▸ Prompt:
Write the next part of the news report below about the women's helpline in the Khyber Pukhtunkhwa provincial parliament, picking up after its final sentence.

Naeem said most of the calls have been over property disputes, where women were being denied their inheritance.
The helpline was developed by Meraj Humayun Khan, a 70-year-old parliamentarian who has taken on her male colleagues to organize a women’s caucus in the provincial parliament. With the weight of the 22-member caucus behind her, Khan lobbied for the direct helpline to the legislature.
“We need to be in touch with their issues,” she said in an interview. “I can have a lot of ideas but it should come from them.”
The original call that prompted the helpline was a property dispute, said Khan, explaining that Pakistan’s inheritance laws – based on Islamic injunctions – allow male relatives priority and give a lesser share to women. And those women are often denied or intimidated by male relatives to forfeit even that lesser share.
The reason for locating the helpline in the provincial parliament was to collect data from women that would in turn bolster arguments for legislative changes. Khyber Pukhtunkhwa province is already behind on women’s right issues; lawmakers there have so far refused to pass an anti-domestic violence law that other provinces have approved.
Hard-line religious parties hold significant sway in Khyber Pukhtunkhwa. Jamaat-e-Islami and the Jamiat-e-Ulema Pakistan (whose madrassas or religious schools were favored by Afghanistan’s Taliban) are partners in the provincial coalition government.
The 22 women in the provincial parliament are there on quota seats reserved for women. No female candidate has been able to win a general election seat in the deeply conservative and tribal-dominated province.
Khan says she plans to run on a general seat in the 2018 elections, but she admits even those men who have championed and endorsed her candidacy have been met with skepticism and resistance.
“Everyone they talk to asks ‘That’s all well and good, but don’t you have any men who can run?”‘ she said. “It’s a humiliation for them to be represented by a woman. They think women don’t know anything about politics, about economics.”

[Stored data]

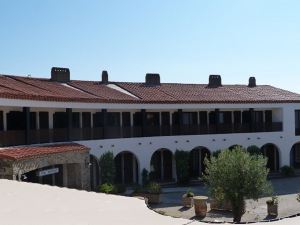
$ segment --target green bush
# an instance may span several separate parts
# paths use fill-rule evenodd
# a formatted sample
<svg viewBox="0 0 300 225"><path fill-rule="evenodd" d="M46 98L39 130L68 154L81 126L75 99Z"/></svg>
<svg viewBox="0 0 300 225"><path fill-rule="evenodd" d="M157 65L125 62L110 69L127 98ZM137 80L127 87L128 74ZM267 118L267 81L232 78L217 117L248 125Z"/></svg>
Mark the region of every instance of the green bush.
<svg viewBox="0 0 300 225"><path fill-rule="evenodd" d="M295 170L290 166L283 166L280 168L280 172L285 177L291 177L295 175Z"/></svg>
<svg viewBox="0 0 300 225"><path fill-rule="evenodd" d="M115 194L116 188L113 184L104 183L100 185L99 191L106 194Z"/></svg>
<svg viewBox="0 0 300 225"><path fill-rule="evenodd" d="M261 155L262 152L259 147L256 145L251 145L247 148L247 151L249 152L250 155Z"/></svg>
<svg viewBox="0 0 300 225"><path fill-rule="evenodd" d="M177 182L179 184L187 184L189 182L189 157L189 152L182 150L176 150L175 152Z"/></svg>
<svg viewBox="0 0 300 225"><path fill-rule="evenodd" d="M99 191L106 194L121 194L126 191L126 186L123 184L104 183L100 185Z"/></svg>
<svg viewBox="0 0 300 225"><path fill-rule="evenodd" d="M102 154L99 165L101 170L101 182L113 184L116 176L114 154L112 152Z"/></svg>
<svg viewBox="0 0 300 225"><path fill-rule="evenodd" d="M204 180L213 198L231 203L233 222L239 223L245 212L245 199L257 200L271 190L267 181L269 170L263 155L250 155L237 147L223 150L218 157L205 159Z"/></svg>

▸ Answer:
The chairperson of Pakistan’s Human Rights Commission, Zohra Yusuf, says different provinces are making progress on women’s issues at different paces. Southern Sindh is Pakistan’s most progressive province in terms of laws to safeguard women, she said. Earlier this month the most populous province, Punjab, opened state-of-the-art shelters for women facing abuse at home.
Last year Pakistan passed a bill that essentially closed a loophole which used to allow so-called honor killers to escape punishment.
Yusuf said that despite the legislative progress, on-the-ground enforcement of these new laws still remains a significant hurdle.
“I think the governments are realizing it’s about time something needs to be done,” she said in a telephone interview. “Laws were passed last year, the honor killing bill, rape, violence against women, but still it is about enforcement.”
In Pakistan it is difficult to even get the police to register a case of domestic violence, said Khan, who explained they often see it as a private family issue.
Durdana in Swat, whose family threatened to kill her if she met her husband of choice, was told to go to the police station and charge her parents with unlawful confinement or tell her husband to go to police to demand he be allowed to see her, said Naeem, the helpline lawyer.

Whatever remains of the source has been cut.